-- Document excerpt --

# # #

Computer programs consists of lines of code, and lines of code consist of characters. So it’s good for a programmer to be proficient in producing lines of code and characters.

The more proficient I get the more I think that there's an inverse relationship between proficiency and lines of code needed to produce a result.


This is off topic, but I've read that Napoleon actually did value his stupid but energetic officers. They could be counted on to charge whenever ordered, even against impossible odds. (That particular officer would likely die, but that was acceptable part of the overall plan.) Baron Marbot was wounded a dozen or so times this way.


Reminds me of a Critical Thinking course my company held; the instructor asked everyone how many lazy people they'd want working for them. Everyone who answered said "none", but the instructor countered that they would want at least a few lazy people, so that those people could find the shortcuts and work-saving techniques that could save the whole group time, instead of going full out on a bunch of stuff that's unnecessary or needlessly tedious. I assume the assumption was that these lazy people were also competent, ie. "smart", or they wouldn't necessarily find/make the short-cuts...


Or worse, the shortcuts they took ended up hurting in the long-run.

# # #

-- Data rows --
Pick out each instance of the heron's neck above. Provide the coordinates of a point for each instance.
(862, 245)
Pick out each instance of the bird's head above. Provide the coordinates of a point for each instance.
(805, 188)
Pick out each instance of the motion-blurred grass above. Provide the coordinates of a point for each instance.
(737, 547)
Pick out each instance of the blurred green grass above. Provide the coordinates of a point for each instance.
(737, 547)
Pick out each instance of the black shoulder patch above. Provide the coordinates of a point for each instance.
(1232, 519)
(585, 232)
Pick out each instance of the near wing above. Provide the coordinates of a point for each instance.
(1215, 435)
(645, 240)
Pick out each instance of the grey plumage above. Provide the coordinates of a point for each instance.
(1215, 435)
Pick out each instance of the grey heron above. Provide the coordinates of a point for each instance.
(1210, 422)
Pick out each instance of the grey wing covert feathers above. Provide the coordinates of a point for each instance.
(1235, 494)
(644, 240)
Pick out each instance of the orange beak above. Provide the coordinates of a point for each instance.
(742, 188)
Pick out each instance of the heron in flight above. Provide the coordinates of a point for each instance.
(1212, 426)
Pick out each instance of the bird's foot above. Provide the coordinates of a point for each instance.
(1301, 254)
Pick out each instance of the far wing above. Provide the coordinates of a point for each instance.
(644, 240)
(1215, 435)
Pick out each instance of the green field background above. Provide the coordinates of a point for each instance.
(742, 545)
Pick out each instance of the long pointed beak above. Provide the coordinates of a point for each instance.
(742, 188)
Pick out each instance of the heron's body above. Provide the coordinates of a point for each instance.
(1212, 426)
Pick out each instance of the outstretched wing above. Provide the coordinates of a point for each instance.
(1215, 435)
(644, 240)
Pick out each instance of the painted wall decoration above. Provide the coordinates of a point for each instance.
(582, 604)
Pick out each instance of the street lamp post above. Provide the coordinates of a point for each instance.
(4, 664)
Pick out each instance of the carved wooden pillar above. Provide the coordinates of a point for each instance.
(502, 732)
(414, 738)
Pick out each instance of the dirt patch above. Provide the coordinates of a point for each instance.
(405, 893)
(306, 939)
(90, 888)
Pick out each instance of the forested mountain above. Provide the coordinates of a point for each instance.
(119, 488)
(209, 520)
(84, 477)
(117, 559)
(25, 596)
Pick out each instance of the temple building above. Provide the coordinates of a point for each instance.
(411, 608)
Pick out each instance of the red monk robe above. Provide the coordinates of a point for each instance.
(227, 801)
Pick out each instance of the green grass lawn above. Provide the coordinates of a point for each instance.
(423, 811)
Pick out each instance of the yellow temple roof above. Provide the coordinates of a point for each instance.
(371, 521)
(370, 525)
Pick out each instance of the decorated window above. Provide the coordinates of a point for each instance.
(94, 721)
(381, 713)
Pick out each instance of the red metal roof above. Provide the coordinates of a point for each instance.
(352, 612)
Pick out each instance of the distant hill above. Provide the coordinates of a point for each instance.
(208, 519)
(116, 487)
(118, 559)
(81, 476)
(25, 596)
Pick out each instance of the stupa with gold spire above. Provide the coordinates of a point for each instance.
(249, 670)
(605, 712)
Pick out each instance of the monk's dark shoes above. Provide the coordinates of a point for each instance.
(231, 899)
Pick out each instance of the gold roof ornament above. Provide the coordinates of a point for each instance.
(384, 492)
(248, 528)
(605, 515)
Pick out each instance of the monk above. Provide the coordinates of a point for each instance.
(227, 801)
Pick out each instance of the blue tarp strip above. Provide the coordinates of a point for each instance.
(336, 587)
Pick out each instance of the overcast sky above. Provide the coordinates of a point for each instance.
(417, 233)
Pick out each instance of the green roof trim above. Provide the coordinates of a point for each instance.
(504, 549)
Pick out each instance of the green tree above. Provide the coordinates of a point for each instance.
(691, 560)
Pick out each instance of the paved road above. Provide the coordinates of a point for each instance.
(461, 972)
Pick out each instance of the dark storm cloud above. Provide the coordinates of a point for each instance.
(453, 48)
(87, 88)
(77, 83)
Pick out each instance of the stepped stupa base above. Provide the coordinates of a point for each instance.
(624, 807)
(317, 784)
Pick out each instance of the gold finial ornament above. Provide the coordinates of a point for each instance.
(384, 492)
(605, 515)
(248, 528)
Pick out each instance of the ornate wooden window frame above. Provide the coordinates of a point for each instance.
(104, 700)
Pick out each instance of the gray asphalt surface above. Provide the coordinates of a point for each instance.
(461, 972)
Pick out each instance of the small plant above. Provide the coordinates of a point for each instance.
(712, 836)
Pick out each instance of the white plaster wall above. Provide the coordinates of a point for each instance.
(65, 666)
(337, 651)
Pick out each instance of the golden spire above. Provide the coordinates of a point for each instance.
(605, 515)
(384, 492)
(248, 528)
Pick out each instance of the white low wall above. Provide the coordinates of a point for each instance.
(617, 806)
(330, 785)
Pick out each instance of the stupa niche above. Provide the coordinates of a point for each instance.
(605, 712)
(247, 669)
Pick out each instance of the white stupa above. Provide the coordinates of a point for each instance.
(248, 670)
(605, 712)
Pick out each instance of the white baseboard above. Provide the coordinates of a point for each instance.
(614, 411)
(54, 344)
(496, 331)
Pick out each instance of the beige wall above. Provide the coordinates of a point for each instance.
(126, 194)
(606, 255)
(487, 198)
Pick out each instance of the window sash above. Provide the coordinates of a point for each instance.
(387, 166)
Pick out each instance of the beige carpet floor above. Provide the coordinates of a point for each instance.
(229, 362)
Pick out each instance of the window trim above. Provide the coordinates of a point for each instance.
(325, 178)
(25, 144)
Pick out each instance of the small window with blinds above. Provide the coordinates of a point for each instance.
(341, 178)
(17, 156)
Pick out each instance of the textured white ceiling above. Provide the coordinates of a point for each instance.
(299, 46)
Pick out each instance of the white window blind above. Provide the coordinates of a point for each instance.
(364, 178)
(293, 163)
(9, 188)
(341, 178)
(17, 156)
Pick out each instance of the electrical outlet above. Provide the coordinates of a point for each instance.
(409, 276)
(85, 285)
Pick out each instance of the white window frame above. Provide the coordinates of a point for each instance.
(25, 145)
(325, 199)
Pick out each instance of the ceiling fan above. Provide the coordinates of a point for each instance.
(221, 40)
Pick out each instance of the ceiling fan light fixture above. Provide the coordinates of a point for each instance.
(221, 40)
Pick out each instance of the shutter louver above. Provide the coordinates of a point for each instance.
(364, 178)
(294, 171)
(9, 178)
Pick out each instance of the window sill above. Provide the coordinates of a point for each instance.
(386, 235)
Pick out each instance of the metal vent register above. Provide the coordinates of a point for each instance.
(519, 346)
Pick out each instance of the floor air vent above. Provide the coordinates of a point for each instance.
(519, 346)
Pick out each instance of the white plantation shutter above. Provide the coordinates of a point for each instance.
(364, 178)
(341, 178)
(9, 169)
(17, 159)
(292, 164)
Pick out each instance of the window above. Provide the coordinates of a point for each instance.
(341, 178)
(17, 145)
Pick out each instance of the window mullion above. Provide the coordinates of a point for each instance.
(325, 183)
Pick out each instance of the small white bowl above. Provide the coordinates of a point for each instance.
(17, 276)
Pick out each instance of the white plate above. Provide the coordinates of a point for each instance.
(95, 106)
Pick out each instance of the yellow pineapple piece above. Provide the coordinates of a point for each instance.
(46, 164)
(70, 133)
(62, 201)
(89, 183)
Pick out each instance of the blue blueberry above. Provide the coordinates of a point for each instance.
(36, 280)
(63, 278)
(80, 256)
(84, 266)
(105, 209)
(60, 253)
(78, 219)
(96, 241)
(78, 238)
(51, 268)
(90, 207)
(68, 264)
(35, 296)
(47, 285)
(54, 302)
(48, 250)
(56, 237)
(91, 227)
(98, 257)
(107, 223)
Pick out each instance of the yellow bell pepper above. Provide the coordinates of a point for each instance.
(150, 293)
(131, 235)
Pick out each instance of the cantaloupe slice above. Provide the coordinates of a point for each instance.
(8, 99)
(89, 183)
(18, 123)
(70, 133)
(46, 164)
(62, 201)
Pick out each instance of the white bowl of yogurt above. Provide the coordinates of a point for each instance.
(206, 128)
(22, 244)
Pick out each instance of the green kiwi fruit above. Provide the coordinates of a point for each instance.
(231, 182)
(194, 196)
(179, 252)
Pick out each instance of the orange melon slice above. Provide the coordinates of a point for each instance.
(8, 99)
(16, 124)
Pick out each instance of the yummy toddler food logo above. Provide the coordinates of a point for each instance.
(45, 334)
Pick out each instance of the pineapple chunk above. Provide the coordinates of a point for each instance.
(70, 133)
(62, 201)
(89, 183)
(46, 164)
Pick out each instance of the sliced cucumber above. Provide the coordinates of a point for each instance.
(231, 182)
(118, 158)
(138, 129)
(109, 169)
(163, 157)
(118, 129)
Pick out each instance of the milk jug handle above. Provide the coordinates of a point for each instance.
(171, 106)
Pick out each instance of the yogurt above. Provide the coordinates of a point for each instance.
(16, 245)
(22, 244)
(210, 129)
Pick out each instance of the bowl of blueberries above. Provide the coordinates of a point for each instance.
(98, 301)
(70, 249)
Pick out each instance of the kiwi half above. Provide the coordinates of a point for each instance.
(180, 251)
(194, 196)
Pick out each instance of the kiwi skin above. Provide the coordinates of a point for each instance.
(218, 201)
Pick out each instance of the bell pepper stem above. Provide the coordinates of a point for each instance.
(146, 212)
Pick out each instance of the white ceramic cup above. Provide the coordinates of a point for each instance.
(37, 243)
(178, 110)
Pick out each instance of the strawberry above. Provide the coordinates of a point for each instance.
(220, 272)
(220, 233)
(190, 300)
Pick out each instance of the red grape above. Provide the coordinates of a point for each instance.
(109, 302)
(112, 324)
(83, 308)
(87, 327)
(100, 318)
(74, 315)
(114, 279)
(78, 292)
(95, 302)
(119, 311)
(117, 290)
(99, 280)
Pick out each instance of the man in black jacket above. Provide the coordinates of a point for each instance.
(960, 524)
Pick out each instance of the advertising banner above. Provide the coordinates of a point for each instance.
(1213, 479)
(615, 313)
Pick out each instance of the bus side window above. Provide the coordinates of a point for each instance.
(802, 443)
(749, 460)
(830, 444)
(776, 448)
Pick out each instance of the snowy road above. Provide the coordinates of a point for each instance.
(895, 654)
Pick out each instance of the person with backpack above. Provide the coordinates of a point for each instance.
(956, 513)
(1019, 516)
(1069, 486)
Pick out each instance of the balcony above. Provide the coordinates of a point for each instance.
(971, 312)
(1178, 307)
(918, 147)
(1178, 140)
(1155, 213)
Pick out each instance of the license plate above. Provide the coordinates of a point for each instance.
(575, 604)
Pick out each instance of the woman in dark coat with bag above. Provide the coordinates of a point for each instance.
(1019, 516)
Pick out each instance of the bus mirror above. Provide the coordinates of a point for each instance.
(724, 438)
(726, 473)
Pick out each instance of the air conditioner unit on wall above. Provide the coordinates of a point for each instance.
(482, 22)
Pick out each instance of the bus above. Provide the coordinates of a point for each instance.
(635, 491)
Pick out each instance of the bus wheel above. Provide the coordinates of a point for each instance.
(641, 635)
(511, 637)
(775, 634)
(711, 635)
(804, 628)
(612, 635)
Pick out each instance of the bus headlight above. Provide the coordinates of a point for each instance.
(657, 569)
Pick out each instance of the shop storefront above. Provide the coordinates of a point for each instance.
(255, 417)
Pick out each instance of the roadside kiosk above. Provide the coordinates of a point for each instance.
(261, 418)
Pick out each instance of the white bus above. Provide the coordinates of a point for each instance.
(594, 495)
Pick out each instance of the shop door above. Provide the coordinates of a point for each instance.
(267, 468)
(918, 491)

# # #

-- Required tasks --
**1)** In the thread on programming proficiency, how many lazy people did everyone who answered the instructor say they would want working for them?
**2)** Carry on the thread on programming proficiency past its last comment.

-- Expected results --
**1)** None.

**2)**
Making room for the new interns' desks by putting them in the unused corner, instead of renting more office space, is a great shortcut, unless it blocks the fire escape and your building catches fire.


Wouldn't you trust the rest of the team to cross-check that? I mean, if no ones sees that the fire escape is blocked, not only the lazy folks are your problem...


That would not be very smart, in the first place.


That is where this famous quote was cribbed from?

" I divide my officers into four classes; the clever, the lazy, the industrious, and the stupid. Most often two of these qualities come together. The officers who are clever and industrious are fitted for the highest staff appointments. Those who are stupid and lazy make up around 90% of every army in the world, and they can be used for routine work. The man who is clever and lazy however is for the very highest command; he has the temperament and nerves to deal with all situations. But whoever is stupid and industrious is a menace and must be removed immediately!"

http://en.wikipedia.org/wiki/Kurt_von_Hammerstein-Equord

Personally, I try to follow the Perl virtues -- laziness, hubris and impatience.

http://wiki.preshweb.co.uk/doku.php?id=perl:virtues

Edit: Can anyone give a reference to the Napoleon quote? Was that the German general playing off Napoleon? (Or was TFA written by someone too dumb to Google and energetic enough to write from memory?)


What's going on is the usual process by which good quotes get detached from their original authors and grafted onto celebrities (Napoleon in this case). It helps the quote propagate faster. The internet seems to accelerate this process - or maybe it's that it makes it visible because original sources are easier to track down than they used to be. In any case, it's a fun little mini-hobby to follow these things. For example, Gandhi never said the one about "first they laugh at you", Einstein never said the one about insanity being doing the same thing over and over, etc.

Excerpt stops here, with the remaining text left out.